Luleå University of Technology, Department of Computer Science, Electrical and Space Engineering, Computer Science.
2017 (English)Independent thesis Advanced level (degree of Master (Two Years)), 20 credits / 30 HE creditsStudent thesis
Abstract [en]

Distributed Denial of Service (DDoS) attacks is one of the most widespread security attacks to internet service providers. It is the most easily launched attack, but very difficult and expensive to detect and mitigate. In view of the devastating effect of DDoS attacks, there has been the increase on the adaptation of a network detection technique to reveal the presence of DDoS attack before huge traffic buildup to prevent service availability.

Several works done on DDoS attack detection reveals that, the conventional DDoS attack detection methods based on statistical divergence is useful, however, the large surface area of the internet which serve as the main conduit for DDoS flooding attacks to occur, makes it difficult to use this approach to detect attacks on the network. Hence this research work is focused on using detection techniques based on a deep learning technique, because it is proven as the most effective detection technique against DDoS attacks.

**Tasks to complete:**
(a) According to the thesis abstract, what kind of detection technique does the research focus on?
(b) Say whether each statement agrees with the thesis abstract, and quote the words that decide it: (i) DDoS attacks are easy to launch but difficult and costly to detect and mitigate. (ii) Conventional detection methods based on statistical divergence are described as useless. (iii) The thesis dates from 2019.
The data after the thesis abstract are not needed.

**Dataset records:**
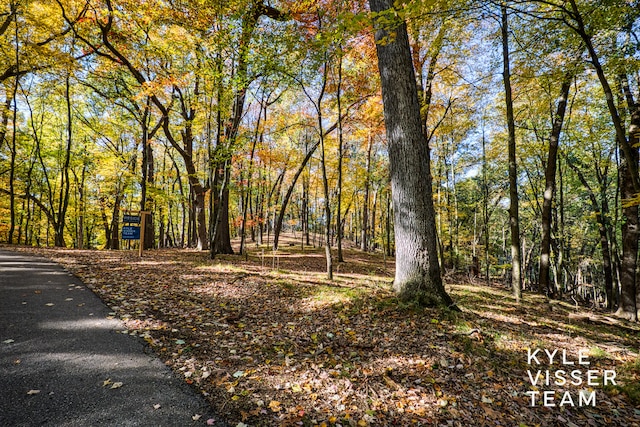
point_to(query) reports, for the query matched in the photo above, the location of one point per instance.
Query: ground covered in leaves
(271, 342)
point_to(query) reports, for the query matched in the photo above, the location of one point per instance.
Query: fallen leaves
(112, 385)
(286, 347)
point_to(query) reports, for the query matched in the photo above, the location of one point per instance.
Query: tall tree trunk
(364, 240)
(550, 186)
(601, 212)
(418, 277)
(630, 290)
(63, 201)
(514, 220)
(340, 148)
(628, 172)
(325, 179)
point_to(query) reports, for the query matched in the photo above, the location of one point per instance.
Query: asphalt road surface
(63, 362)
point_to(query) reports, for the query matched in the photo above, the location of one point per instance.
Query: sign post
(135, 232)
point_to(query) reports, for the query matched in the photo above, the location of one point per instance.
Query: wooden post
(143, 220)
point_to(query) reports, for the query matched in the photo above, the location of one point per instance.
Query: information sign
(131, 219)
(130, 232)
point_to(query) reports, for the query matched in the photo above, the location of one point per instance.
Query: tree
(418, 275)
(514, 220)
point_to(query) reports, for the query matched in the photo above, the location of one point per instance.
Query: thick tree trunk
(629, 290)
(601, 215)
(550, 186)
(418, 277)
(514, 220)
(287, 196)
(364, 240)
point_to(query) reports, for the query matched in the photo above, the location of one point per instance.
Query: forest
(247, 119)
(276, 164)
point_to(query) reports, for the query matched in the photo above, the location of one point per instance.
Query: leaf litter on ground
(283, 346)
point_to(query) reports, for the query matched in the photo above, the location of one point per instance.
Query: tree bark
(418, 277)
(550, 186)
(514, 220)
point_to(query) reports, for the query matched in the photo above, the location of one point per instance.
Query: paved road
(58, 347)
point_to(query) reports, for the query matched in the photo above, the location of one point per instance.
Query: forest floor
(271, 342)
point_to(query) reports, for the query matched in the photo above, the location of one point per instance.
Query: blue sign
(130, 232)
(131, 219)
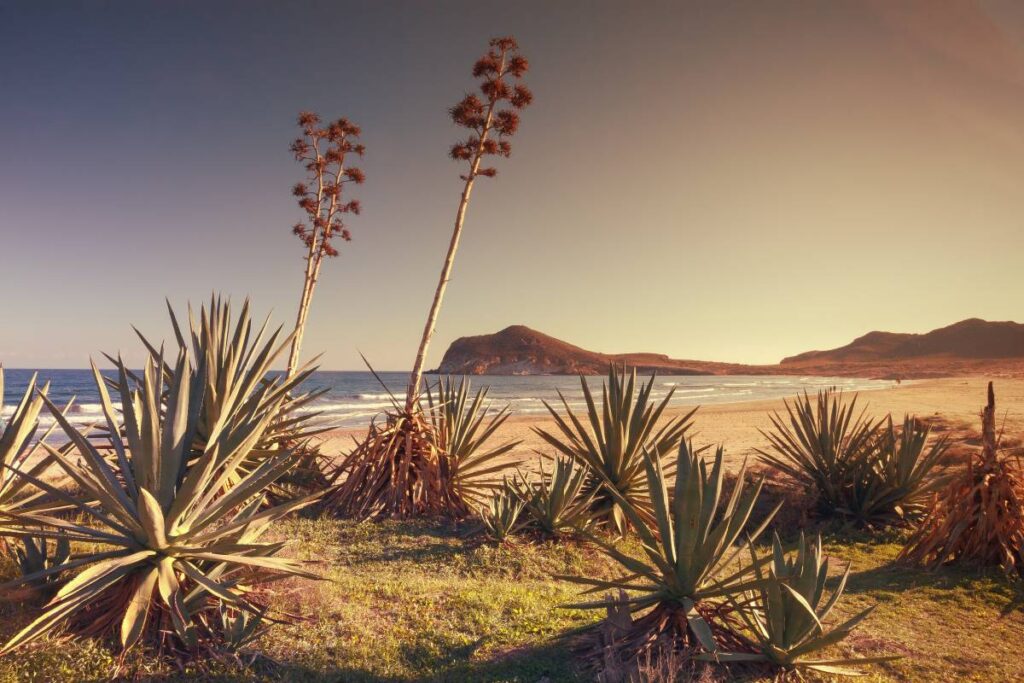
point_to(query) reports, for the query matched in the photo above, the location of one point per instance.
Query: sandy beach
(952, 402)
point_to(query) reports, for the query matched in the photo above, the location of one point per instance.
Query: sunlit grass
(418, 601)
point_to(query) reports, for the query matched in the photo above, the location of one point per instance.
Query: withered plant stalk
(483, 119)
(323, 150)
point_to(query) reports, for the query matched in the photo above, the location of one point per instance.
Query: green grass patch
(419, 601)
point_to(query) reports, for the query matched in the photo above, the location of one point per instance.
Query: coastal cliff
(972, 346)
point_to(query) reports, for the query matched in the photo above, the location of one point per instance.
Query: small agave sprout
(241, 628)
(676, 588)
(462, 427)
(501, 515)
(555, 504)
(238, 360)
(610, 441)
(821, 444)
(170, 531)
(37, 556)
(897, 476)
(786, 619)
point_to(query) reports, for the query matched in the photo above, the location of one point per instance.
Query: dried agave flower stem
(413, 392)
(484, 120)
(323, 151)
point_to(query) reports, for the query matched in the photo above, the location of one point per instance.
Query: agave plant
(18, 445)
(687, 550)
(786, 619)
(241, 628)
(978, 515)
(611, 444)
(462, 428)
(237, 365)
(501, 515)
(822, 447)
(37, 555)
(419, 465)
(556, 504)
(171, 531)
(896, 475)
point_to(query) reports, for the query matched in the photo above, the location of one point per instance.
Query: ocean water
(353, 398)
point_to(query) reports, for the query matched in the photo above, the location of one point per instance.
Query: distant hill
(969, 347)
(520, 350)
(973, 338)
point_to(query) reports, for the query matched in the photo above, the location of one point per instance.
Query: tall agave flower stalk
(324, 151)
(397, 469)
(489, 127)
(171, 523)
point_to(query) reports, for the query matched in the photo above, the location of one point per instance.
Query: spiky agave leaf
(18, 445)
(556, 503)
(686, 547)
(38, 555)
(978, 516)
(612, 441)
(500, 515)
(822, 446)
(896, 476)
(785, 615)
(462, 427)
(238, 358)
(172, 532)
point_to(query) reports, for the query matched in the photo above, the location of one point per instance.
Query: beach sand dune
(953, 403)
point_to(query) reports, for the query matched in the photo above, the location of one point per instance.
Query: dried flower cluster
(501, 70)
(323, 148)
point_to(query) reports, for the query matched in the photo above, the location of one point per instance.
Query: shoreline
(951, 402)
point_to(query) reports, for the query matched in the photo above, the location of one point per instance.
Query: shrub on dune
(784, 615)
(978, 516)
(866, 471)
(454, 474)
(501, 515)
(237, 358)
(822, 446)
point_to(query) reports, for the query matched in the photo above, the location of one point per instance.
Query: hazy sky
(719, 180)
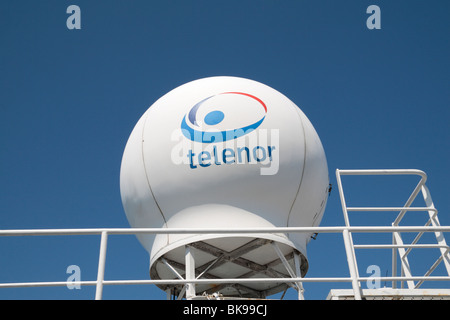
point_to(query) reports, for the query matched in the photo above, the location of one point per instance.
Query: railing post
(190, 273)
(352, 264)
(101, 266)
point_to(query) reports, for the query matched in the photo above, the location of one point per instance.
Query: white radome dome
(223, 152)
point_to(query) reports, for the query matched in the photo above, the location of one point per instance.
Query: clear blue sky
(70, 98)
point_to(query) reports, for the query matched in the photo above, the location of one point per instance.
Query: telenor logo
(205, 121)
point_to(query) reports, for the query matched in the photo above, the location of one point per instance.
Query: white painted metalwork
(190, 280)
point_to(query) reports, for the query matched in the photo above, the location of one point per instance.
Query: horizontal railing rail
(104, 232)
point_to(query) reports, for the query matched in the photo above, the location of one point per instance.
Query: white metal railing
(397, 242)
(346, 231)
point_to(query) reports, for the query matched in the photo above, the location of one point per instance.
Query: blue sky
(70, 98)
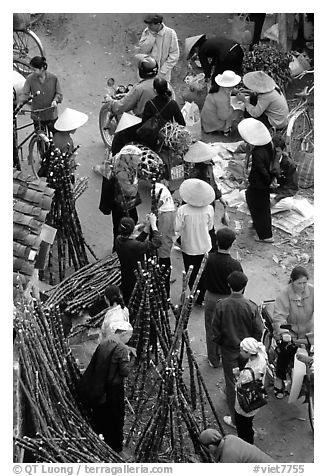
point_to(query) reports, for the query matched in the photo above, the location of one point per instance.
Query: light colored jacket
(217, 112)
(163, 47)
(289, 308)
(274, 105)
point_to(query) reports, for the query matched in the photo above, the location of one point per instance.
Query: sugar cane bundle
(84, 287)
(48, 379)
(176, 137)
(71, 247)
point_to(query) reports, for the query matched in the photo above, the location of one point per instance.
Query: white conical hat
(127, 120)
(190, 42)
(196, 192)
(254, 132)
(199, 152)
(70, 119)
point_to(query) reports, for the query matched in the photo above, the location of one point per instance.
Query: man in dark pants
(235, 319)
(223, 53)
(218, 267)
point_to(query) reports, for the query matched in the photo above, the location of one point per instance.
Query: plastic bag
(191, 114)
(242, 29)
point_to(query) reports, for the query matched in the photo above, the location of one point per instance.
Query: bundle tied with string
(176, 137)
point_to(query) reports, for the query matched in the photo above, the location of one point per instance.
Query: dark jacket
(216, 271)
(130, 251)
(216, 49)
(235, 319)
(260, 176)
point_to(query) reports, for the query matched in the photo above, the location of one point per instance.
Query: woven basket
(305, 169)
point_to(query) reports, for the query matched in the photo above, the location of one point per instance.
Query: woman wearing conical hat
(268, 104)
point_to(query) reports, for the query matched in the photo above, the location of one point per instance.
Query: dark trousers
(124, 137)
(166, 262)
(285, 355)
(244, 427)
(108, 418)
(196, 261)
(233, 62)
(117, 215)
(258, 202)
(229, 363)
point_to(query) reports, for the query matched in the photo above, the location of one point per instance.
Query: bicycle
(295, 385)
(26, 45)
(299, 132)
(39, 140)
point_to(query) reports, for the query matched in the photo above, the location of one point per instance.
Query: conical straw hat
(196, 192)
(259, 82)
(199, 152)
(254, 132)
(70, 119)
(127, 120)
(190, 42)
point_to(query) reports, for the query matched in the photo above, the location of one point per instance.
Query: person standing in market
(216, 55)
(255, 357)
(166, 228)
(194, 220)
(231, 449)
(219, 266)
(130, 250)
(102, 384)
(235, 319)
(160, 42)
(256, 134)
(200, 155)
(49, 96)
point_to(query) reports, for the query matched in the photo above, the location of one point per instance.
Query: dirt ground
(83, 50)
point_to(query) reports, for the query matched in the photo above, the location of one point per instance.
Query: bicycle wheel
(26, 45)
(22, 67)
(299, 134)
(107, 125)
(310, 404)
(270, 345)
(36, 150)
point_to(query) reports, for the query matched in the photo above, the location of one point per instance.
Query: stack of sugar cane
(60, 427)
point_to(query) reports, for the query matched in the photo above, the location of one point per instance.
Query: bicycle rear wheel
(26, 45)
(299, 134)
(107, 125)
(36, 150)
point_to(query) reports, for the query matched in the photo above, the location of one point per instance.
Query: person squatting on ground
(50, 94)
(231, 449)
(166, 228)
(257, 194)
(130, 250)
(167, 108)
(194, 220)
(201, 155)
(216, 55)
(135, 101)
(117, 311)
(235, 319)
(268, 104)
(217, 113)
(218, 267)
(293, 306)
(254, 355)
(160, 42)
(105, 375)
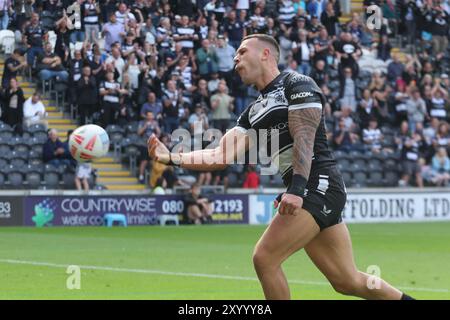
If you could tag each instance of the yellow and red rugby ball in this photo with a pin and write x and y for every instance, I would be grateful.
(88, 142)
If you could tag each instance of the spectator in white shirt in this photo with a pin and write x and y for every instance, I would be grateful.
(34, 111)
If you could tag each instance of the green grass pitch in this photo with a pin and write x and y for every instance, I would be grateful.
(205, 262)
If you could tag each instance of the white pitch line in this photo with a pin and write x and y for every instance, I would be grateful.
(187, 274)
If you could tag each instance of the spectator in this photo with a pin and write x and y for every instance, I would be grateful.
(87, 95)
(201, 95)
(110, 92)
(123, 15)
(372, 136)
(395, 69)
(440, 168)
(13, 64)
(113, 31)
(82, 175)
(185, 34)
(50, 66)
(319, 74)
(153, 106)
(251, 178)
(172, 104)
(417, 109)
(410, 146)
(33, 37)
(160, 186)
(384, 48)
(77, 32)
(198, 121)
(54, 152)
(442, 138)
(147, 127)
(23, 10)
(348, 53)
(13, 100)
(225, 54)
(198, 207)
(330, 20)
(91, 12)
(34, 111)
(348, 94)
(439, 31)
(221, 106)
(344, 139)
(303, 53)
(207, 60)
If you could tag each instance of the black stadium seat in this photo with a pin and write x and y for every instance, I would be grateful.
(33, 180)
(15, 179)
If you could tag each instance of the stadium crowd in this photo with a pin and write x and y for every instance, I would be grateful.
(166, 64)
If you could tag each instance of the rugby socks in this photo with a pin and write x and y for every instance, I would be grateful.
(406, 297)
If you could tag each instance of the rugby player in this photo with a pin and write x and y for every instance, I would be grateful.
(309, 212)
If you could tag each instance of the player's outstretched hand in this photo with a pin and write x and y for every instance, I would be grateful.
(290, 204)
(157, 150)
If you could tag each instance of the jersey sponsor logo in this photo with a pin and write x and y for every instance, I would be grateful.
(300, 95)
(325, 211)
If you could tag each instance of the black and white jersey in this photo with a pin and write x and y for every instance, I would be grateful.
(288, 91)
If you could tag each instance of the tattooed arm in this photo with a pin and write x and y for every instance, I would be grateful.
(303, 124)
(304, 116)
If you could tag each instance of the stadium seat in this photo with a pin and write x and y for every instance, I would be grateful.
(15, 179)
(4, 149)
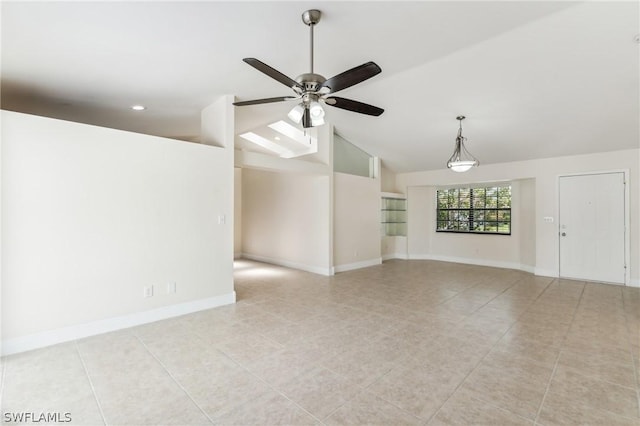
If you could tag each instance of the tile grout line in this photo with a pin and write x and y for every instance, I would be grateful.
(258, 378)
(144, 345)
(270, 386)
(93, 389)
(488, 352)
(555, 365)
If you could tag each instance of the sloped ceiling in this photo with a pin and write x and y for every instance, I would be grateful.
(535, 79)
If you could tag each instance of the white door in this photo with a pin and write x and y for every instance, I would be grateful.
(592, 227)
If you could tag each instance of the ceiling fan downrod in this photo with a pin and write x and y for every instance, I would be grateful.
(311, 18)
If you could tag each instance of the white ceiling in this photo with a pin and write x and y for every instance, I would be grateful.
(535, 79)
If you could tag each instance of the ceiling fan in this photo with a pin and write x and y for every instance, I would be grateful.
(313, 88)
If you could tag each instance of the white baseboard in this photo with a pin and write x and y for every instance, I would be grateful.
(479, 262)
(390, 256)
(357, 265)
(546, 272)
(281, 262)
(74, 332)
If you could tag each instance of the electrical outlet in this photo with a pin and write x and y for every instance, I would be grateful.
(148, 291)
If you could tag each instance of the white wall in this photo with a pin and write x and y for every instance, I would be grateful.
(545, 173)
(495, 250)
(237, 212)
(92, 215)
(286, 219)
(356, 233)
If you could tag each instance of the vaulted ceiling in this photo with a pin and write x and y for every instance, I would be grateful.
(534, 79)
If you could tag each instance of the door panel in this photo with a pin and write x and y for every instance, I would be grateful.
(592, 227)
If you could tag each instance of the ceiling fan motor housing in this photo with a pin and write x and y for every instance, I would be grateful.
(310, 81)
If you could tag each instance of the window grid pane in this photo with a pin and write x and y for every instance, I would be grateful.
(474, 210)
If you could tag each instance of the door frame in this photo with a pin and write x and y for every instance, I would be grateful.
(627, 219)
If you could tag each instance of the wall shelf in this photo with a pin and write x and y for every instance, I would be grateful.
(393, 216)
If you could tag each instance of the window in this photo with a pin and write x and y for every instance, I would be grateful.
(474, 210)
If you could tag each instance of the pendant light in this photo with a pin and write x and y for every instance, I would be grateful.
(461, 160)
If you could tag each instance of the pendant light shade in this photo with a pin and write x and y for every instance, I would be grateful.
(461, 160)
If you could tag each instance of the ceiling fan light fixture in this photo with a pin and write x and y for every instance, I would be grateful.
(296, 113)
(315, 109)
(461, 160)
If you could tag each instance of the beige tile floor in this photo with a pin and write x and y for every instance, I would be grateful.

**Task-by-task answers:**
(a) A detection technique based on deep learning.

(b)
(i) Yes: "It is the most easily launched attack, but very difficult and expensive to detect and mitigate."
(ii) No: "the conventional DDoS attack detection methods based on statistical divergence is useful"
(iii) No: "2017"